THE DATA below:
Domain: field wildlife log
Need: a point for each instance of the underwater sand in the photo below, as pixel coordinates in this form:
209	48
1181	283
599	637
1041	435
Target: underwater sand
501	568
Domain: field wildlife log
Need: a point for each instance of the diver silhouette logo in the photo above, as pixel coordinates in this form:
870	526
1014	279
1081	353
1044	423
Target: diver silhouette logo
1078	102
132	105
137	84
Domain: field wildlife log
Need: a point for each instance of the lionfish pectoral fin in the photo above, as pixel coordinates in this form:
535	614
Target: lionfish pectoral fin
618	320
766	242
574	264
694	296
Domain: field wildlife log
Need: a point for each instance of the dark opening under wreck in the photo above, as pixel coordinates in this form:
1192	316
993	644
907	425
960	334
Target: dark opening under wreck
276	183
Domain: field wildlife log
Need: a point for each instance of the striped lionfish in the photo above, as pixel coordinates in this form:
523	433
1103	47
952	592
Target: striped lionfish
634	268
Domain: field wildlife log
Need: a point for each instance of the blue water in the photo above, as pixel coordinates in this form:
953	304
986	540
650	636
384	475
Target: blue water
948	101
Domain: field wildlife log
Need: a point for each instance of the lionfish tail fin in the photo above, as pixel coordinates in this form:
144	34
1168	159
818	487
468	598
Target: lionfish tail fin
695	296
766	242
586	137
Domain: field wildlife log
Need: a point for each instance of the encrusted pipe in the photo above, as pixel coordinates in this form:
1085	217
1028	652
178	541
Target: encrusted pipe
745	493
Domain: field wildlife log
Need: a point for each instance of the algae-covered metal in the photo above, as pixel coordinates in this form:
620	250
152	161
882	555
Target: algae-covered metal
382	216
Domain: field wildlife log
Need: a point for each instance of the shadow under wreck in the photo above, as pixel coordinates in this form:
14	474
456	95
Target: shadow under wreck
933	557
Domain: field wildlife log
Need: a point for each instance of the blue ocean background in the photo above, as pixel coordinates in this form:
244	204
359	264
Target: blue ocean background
End of THE DATA.
- [EXERCISE DESCRIPTION]: Set down exactly, and only, the lines of the data above from the line containing "Need: a point for each instance of the blue ocean" through the last one.

- [WRITTEN ANSWER]:
Need: a point for each instance of the blue ocean background in the photo above, as pixel coordinates in this form:
244	204
359	264
Target: blue ocean background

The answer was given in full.